* Extrait du texte:
Chaque mois, comme je le fais pour le cinéma (dans les 10 premiers jours) et comme je le fais pour la musique (vers le milieu) je vous parle littérature.
Littérature qui m'a séduit, marqué, et je tente de vous tenter à lecture.
Lire c'est beaucoup mon métier (traducteur). Je ne considère jamais vraiment que c'est travailler. C'est une manière différente de respirer. Naturel. C'est explorer de nouvelles réalités. L'espionner. La découvrir. Apprendre. On ne cesse jamais d'apprendre tant qu'on respire.
Lire c'est inspirer très fort et vivre.
Karen Blixen respirait très fort.
LA FERME AFRICAINE de KAREN BLIXEN
Karen Christentze Dinesen a été une femme extraordinaire. Une femme de lettres danoise de grande importance. Une femme importante pour les britanniques aussi, et très impliquée dans les colonies en Afrique au début du 20ème siècle. Femme nettement en avance sur son époque, pleine d'énergie de projets, d'ambitions, d'idées, femme forte dans un monde dominé d'hommes à une époque où être femme n'était qu'être second violon.
Blixen a écrit sous de multiples pseudonymes. Osceola, Pierre Andrézel, Isak Dinesen.
C'est sous le pseudonyme de Isak Dinesen, que la baronne a publié, en 1937, son roman qui sera adapté en 1984 par Sidney Pollack et largement oscarisé par la suite.
Le livre raconte les 17 années que Blixen a passé dans les colonies britanniques, au Kenya. Entre 1913 et 1930. Sans réelles chronologies, au début, chroniquant les tribulations de la plantation de café qu'elle opérera d'abord avec son époux, duquel elle se séparera, ce qui la fera gérer la plantation, qui devait être une ferme laitière avant que son époux ne change d'idée, seule. Mais elle fera aussi la rencontre du chasseur et aventurier Denys Finch Hatton, un britannique très près des Africains. Africains que nous découvrons beaucoup aussi, au travers du livre. En particulier le cuisinier avec lequel Blixen noue une relation particulière.
Hatton devient son amant, après le divorce, et on découvre aussi le grand chef Kinanjui avec lequel elle négocie souvent les choses les plus élémentaires comme l'éducation des enfants. Elle gagnera son point. On leur enseignera la lecture.
Blixen couvre aussi, dans une chronique plus près du récit, le passage dans les colonies d'Edward, le prince-de-Galles, en 1928, un événement majeur dans l'histoire du Kenya, le gouverneur obligeant même le repavage de certaines rue en prévision de la visite.

* Consignes:
1: Répondez à ces questions d'après le texte sur La Ferme africaine :
(a) Sous quel pseudonyme Blixen a-t-elle publié son roman en 1937 ?
(b) Entre quelles années se situent les 17 années passées au Kenya ?
(c) En quelle année le prince de Galles est-il passé dans les colonies ?
2: Donnez la suite du texte consacré à La Ferme africaine de Karen Blixen.

* Données fournies:
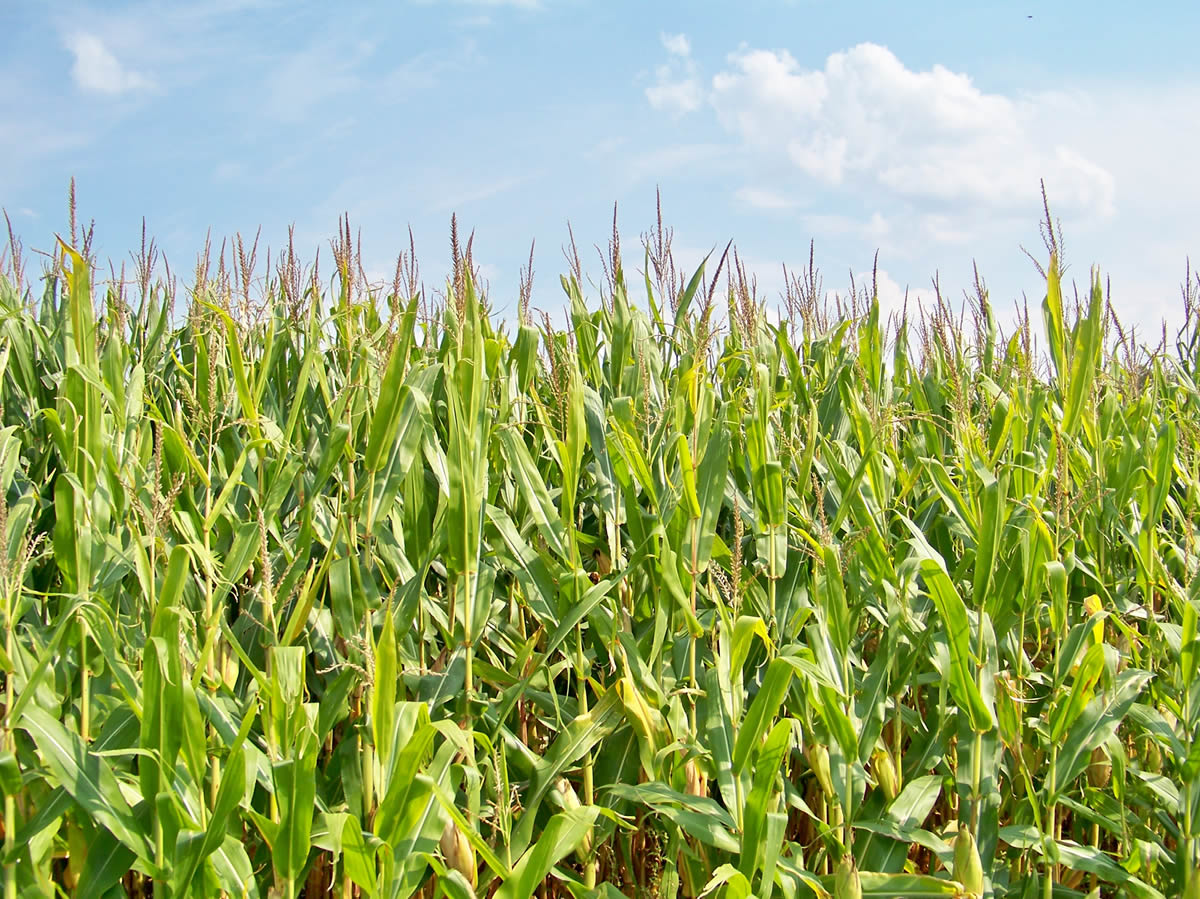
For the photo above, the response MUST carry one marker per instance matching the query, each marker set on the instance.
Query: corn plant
(341, 588)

* Réponses par consigne:
1:
(a) Isak Dinesen
(b) Entre 1913 et 1930
(c) En 1928

2:
Blixen, avec sa vision candide, parfois naïvement raciste, a gagné le respect des Africains sur place, ceux-ci se tournant régulièrement vers elle afin de solutionner les conflits internes.
Blixen sera fascinée par l'amour de sa vie, Hatton, un homme si imprégné de la région et de ses gens qu'il pouvait s'y intégrer en tout temps, tout en restant totalement libre. Ça compliquera aussi sa relation avec lui quand elle s'attendra à légèrement plus d'attention de sa part et à un engagement sacré par les liens du mariages, ce que Hatton, trop indépendant, refuse. Il est accepté de croire que le bébé dont elle fera une fausse couche avait été conçu avec Hatton.
Blixen couvre aussi, dans son livre, deux procès locaux, le premier se penchant sur le cas d'un jeune garçon ayant tuer par mégarde un camarade en plus d'en viser d'autres au fusil, ne plaçant jamais l'enfant en prison, mais passant de longs jours à examiner tout ce que son père devrait donner à la famille de la victime en compensation. L'éthique y est sous la loupe d'un point de vue occidental. Le second procès se penchant sur le cas d'un européen, accusé d'être responsable par négligence, de la mort d'un de ses servants africains, jugé par lui, désobéissant.
Les deux causes opposant deux mondes mal équilibrés.
Suite au large succès du film, le livre a été parfois rebaptisé Out of Africa, du titre d'un de ses poèmes, et on a "restructuré" plusieurs passages, afin que le chronique soit plus "unie".
À lire comme un journal de séjour africain entre 1913 et 1931, du point de vue des colonies britanniques.
Et du point de vue de son coeur.
Qu'elle avait gros comme le continent.
(Blixen est aussi l'auteure de la nouvelle, adaptée en film en 1988, et Oscar du meilleur film étranger: Le Festin de Babette)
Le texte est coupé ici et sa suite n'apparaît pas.